Passage given:
========================================
The opinion of the court was delivered by: KIRKPATRICK

The defendant was convicted upon an indictment charging him with stealing from a truck two cases of cigars constituting an interstate shipment, and he now moves for a new trial on the ground that the evidence was insufficient to support a conviction and that the Court should have directed a verdict of not guilty. No complaint is made of the charge or of any ruling upon any question of evidence.

The government's case depended entirely upon circumstantial evidence.

 The testimony was not taken stenographically and I must make up a summary of the evidence as best I can from sources at my command, which consist of my trial notes and my memory assisted by the statements of counsel in their briefs as to their respective recollections of what the witnesses said.

 Certain facts are undisputed, or at least the defendant does not deny that there was uncontradicted evidence from which they could be found by the jury. These facts will be stated without special reference to the testimony of the witnesses by whom they were proved, as follows:

 The defendant came to Philadelphia from New York City on October 12, 1944. He went first to the Local of the Teamsters' Union which had previously certified him for one day's employment with another trucking concern in Philadelphia, and was sent by the Local to the offices of the Union Transfer Co., 1000 S. Broad Street, where he procured employment, giving a fictitious name and address and making false statements as to his dependency status and previous military service. He had an explanation for these falsehoods, which the jury may or may not have accepted. He was taken on as a truck driver, was assigned to truck No. 28, and given instructions to pick up various cargoes at nine addresses, arranged in a certain order for convenience and expedition on a so-called pick-up route, after which he was to call the Union Transfer Co. by telephone for additional assignments. He set out with the truck about noon. At some point during his trip, he was joined by an unidentified man who assisted him in loading the truck at some of the stops along the route.

 Having completed the nine calls assigned to him, he telephoned to the Union Transfer office and was given a list of five additional calls, the second of which was the Bayuk Cigar Co. at Ninth Street and Columbia Avenue. The defendant, skipping the first of the five stops on his list, went directly to the Bayuk Co. where he received a shipment consisting of packages of cigars, for which he signed a number of bills of lading, two of which were for shipments, of one package each, for customers in Camden, New Jersey. The unidentified man assisted one of the Bayuk employees in loading the cigars on the truck. The defendant left the Bayuk Company with the truck at 3:35.
========================================
Provided information:
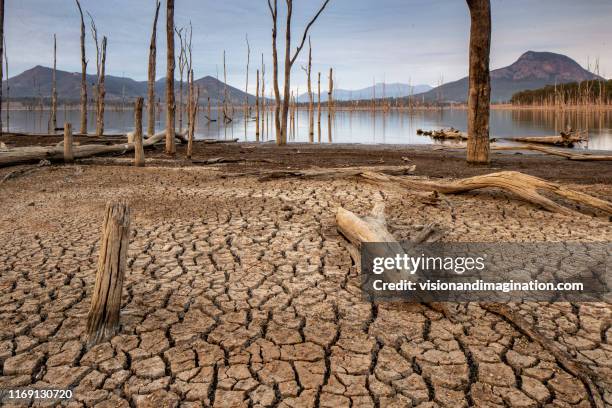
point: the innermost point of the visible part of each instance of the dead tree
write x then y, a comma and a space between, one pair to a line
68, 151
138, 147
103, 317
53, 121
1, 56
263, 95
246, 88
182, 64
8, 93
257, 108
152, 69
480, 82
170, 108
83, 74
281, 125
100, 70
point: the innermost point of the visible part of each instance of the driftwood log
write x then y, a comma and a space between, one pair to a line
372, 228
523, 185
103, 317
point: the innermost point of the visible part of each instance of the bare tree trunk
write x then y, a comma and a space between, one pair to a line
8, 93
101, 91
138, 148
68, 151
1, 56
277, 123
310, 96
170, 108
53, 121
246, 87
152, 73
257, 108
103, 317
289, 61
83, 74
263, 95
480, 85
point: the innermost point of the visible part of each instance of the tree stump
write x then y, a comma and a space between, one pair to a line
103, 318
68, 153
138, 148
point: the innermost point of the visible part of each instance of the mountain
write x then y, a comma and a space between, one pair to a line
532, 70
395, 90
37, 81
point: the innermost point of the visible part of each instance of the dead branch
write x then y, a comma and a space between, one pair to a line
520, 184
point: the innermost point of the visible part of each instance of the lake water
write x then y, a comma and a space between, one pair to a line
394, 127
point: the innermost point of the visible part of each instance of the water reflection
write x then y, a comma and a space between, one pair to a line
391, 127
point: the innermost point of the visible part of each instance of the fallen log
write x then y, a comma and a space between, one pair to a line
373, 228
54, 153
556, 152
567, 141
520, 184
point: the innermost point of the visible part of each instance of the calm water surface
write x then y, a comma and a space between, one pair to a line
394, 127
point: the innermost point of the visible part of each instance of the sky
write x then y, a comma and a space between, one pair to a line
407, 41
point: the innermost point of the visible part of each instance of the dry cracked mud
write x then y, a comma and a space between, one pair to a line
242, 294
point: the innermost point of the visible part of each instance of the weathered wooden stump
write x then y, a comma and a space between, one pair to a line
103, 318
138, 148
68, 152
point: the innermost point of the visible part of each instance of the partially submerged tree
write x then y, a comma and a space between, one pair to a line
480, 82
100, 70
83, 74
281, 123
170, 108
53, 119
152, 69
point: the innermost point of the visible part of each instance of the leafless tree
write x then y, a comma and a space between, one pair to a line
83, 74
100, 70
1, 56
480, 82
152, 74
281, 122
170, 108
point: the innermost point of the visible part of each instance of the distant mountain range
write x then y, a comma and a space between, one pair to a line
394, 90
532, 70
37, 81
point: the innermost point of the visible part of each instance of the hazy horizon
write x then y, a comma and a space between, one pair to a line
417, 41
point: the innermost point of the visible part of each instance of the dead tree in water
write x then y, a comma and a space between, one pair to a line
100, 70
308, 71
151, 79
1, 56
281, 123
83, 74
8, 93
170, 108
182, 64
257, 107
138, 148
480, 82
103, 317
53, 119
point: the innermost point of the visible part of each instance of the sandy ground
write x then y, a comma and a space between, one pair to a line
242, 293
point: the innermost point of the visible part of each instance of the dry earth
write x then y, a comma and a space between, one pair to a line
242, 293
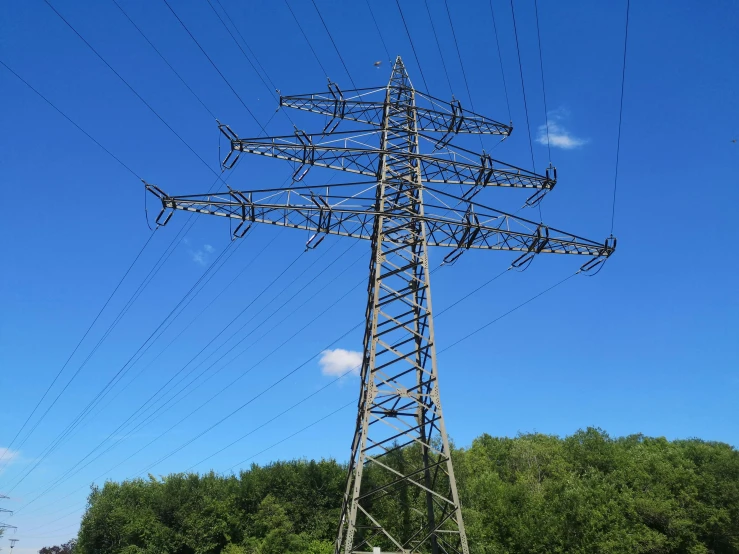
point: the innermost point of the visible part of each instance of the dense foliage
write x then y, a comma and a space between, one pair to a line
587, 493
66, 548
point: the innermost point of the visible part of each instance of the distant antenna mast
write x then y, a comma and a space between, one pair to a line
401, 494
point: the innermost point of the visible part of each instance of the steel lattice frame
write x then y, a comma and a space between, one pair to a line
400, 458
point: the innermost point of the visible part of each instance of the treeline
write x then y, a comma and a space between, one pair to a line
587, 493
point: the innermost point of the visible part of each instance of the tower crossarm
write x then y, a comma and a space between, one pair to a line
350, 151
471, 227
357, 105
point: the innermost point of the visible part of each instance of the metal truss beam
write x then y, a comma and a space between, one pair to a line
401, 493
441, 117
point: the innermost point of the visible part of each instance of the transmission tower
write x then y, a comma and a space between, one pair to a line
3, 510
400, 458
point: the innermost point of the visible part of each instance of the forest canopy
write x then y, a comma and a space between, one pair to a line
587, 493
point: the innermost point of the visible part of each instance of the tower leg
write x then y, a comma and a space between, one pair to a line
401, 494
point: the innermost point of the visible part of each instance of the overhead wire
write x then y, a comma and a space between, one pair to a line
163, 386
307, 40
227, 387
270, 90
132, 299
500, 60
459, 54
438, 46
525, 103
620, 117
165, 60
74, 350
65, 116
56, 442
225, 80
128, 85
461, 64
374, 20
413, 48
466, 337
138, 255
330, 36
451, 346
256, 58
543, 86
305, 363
========================================
Required tasks:
**A)** Reproduce the court opinion verbatim from "The opinion of" up to and including "question of evidence.".
**B)** According to the court opinion, on what date did the defendant come to Philadelphia from New York City?
The data on this page have no connection to the court opinion.

Answers by task:
**A)**
The opinion of the court was delivered by: KIRKPATRICK

The defendant was convicted upon an indictment charging him with stealing from a truck two cases of cigars constituting an interstate shipment, and he now moves for a new trial on the ground that the evidence was insufficient to support a conviction and that the Court should have directed a verdict of not guilty. No complaint is made of the charge or of any ruling upon any question of evidence.

**B)** October 12, 1944.